** Opening EXCERPTED PASSAGE block **
We see this in recent history:  not long ago, the homosexual community insisted vociferously that sexual orientation was set at birth, and declared that a homosexual was born gay, with his homosexual orientation as firmly given at birth as if it had been set in stone.  Now we can observe the next step in this erosion of traditional values, and see how gender and orientation themselves are regarded as entirely fluid.  We can now pick our gender from a whole range of choices.  We have created a “transfeminine spectrum” which includes such categories as “genderfluid”, “nongender”, “transmasculine”, and most alarming of all, “cisgender”—the now preferred term denoting the state where one’s self-identity conforms to the gender of one’s biological sex.  What used to be called simply “normal” has now been transformed so that it is but one option among many.  Since each generation builds, for better or worse, upon the inheritance it received from the previous one, we can expect even more and catastrophic confusion in the generations to come.  Family, rooted in the given realities of gender, is the factory which produces authentic and healthy persons, and whenever the machinery in the factory has been altered or damaged, the persons produced by the family will be correspondingly hampered.  The downward spiral and consistent erosion of basic human categories reveals the importance of preserving inherited truth and of drawing the line against further erosion.
** Closing EXCERPTED PASSAGE block **
## ACTIVITIES
(a) Answer these questions about the passage on gender and family:
(i) What did the homosexual community once insist about sexual orientation?
(ii) What state does the passage say the term "cisgender" denotes?
(iii) What does the passage call the family, rooted in the given realities of gender?
(b) Pick up the passage on gender and family after its last sentence and write a continuation of a paragraph or so.
The listing further down is not needed for this work.
** Opening AVAILABLE DATA block **
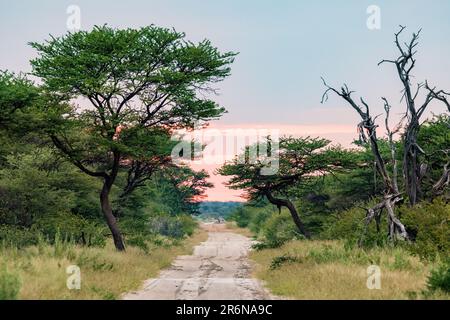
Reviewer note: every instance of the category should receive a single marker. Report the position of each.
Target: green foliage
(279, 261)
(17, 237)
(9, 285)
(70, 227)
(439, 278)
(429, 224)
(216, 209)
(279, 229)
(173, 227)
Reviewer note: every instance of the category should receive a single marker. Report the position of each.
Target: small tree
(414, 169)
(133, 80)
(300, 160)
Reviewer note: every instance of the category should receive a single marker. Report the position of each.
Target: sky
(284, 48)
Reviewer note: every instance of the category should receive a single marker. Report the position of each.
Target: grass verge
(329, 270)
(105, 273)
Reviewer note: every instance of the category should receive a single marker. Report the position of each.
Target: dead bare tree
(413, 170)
** Closing AVAILABLE DATA block **
** Opening AVAILABLE DATA block **
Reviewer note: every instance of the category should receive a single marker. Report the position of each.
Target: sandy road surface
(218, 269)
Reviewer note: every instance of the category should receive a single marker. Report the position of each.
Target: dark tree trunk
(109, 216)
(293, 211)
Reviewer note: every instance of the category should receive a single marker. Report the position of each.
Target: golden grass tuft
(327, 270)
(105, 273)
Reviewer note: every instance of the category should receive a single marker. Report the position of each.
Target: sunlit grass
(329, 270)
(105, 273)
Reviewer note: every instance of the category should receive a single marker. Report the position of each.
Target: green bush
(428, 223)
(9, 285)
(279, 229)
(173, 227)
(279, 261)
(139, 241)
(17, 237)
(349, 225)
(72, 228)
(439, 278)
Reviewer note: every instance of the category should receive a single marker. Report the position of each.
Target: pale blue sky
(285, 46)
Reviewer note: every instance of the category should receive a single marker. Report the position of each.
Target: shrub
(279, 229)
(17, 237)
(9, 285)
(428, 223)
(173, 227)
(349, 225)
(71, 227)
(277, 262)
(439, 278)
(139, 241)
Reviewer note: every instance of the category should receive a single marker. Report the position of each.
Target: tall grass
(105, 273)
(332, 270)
** Closing AVAILABLE DATA block **
## ACTIVITY ANSWERS
(a)
(i) That it was set at birth, as firmly given as if it had been set in stone.
(ii) The state where one's self-identity conforms to the gender of one's biological sex.
(iii) The factory which produces authentic and healthy persons.

(b)
            In the public transit system in the city in which I live, a voice is heard over the light rail train’s loudspeaker as the cars approach the final stop.  It announces that stop as the “terminus station”, the end of the line, thereby inviting everyone to leave.  I believe that the recent celebration of the New American Family featured in Time Magazine is evidence that we have reached the terminus station.  I cannot see how the family factory can go any further astray than it has now gone; and unless we reverse the trajectory it is the end of the line for us culturally as far as family is concerned.  Time Magazine has kindly announced we are at our terminus station.  I suggest that it is time get off the secular transit in which our culture is riding, and return to an earlier form of travel.  It would seem that our culture stands at a cross-roads, where the choice is between the unnatural monstrosities of the New American Family, and the supernatural sanities of the eternal Family of God.